DOCUMENT SECTION:
====
World Cancer Day Focuses on Dispelling Myths
Pfizer marked World Cancer Day on Feb. 4, a day when organizations and individuals around the world aimed to raise awareness of cancer and urge governments and individuals to take action.
The goal of this year's World Cancer Day, themed "Cancer — Did You Know?," focused on damaging myths and misconceptions about the disease.
"One misconception we can help to dispel is that personalized medicine remains an abstract concept," said Mace Rothenberg, Senior Vice President, Clinical Development and Medical Affairs for Pfizer's Oncology Business Unit, during a recent global roundtable on the subject. "In fact, it is an approach that is being used today to help improve the lives of cancer patients around the world. But there is much that remains to be done to improve the development and delivery of targeted therapies. This approach will flourish only in an environment where there is close collaboration between industry, academia, health care systems, practitioners, and regulators.
Pfizer is committed to being an active partner in this dialogue with the ultimate goal of advancing patient care."
The roundtable, which brought together experts in industry, academia, government, and the oncology community to discuss advances in research and development as well as challenges and opportunities, was sponsored by the American Society of Clinical Oncology (ASCO) and the Union for International Cancer Control (UICC), which leads the annual World Cancer Day efforts.
Pfizer has been a long-standing supporter of the UICC, working with that organization on a variety of activities, including distributing pamphlets in clinics and displaying posters in hospitals in India, increasing awareness of cancer issues among government leaders, policymakers, and consumers in Argentina, and raising awareness of the impact of personalized medicine on the treatment of lung cancer in Colombia.
Around the world, individuals and groups showed support for World Cancer Day by signing the UICC's World Cancer Day declaration as part of the effort to significantly reduce the global cancer burden by 2020. To date, more than 520,000 people have signed.
====
WHAT IS NEEDED: Please state the theme of this year's World Cancer Day according to the World Cancer Day article.

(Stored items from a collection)
====
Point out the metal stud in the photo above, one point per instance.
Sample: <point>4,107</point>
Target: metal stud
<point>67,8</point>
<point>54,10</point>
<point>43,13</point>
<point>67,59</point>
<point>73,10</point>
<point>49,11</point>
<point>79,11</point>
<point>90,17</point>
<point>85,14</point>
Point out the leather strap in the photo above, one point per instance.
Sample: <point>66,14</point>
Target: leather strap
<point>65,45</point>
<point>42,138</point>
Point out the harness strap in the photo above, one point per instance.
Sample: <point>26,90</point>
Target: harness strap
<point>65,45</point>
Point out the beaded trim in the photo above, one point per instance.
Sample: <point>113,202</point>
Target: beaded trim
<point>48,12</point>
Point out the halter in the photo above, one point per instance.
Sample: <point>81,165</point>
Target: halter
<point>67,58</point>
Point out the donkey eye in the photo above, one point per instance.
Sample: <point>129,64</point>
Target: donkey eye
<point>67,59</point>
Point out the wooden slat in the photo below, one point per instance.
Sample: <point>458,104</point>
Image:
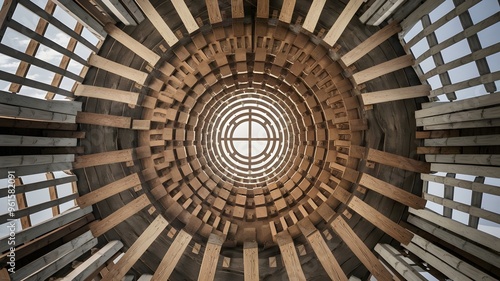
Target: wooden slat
<point>313,15</point>
<point>132,44</point>
<point>185,15</point>
<point>210,257</point>
<point>382,69</point>
<point>369,44</point>
<point>86,268</point>
<point>340,226</point>
<point>287,11</point>
<point>251,261</point>
<point>395,94</point>
<point>107,94</point>
<point>391,191</point>
<point>397,161</point>
<point>342,21</point>
<point>109,190</point>
<point>172,256</point>
<point>290,257</point>
<point>98,228</point>
<point>118,270</point>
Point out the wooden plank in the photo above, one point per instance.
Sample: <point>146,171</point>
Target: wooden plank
====
EXERCISE OUTPUT: "Cancer — Did You Know?"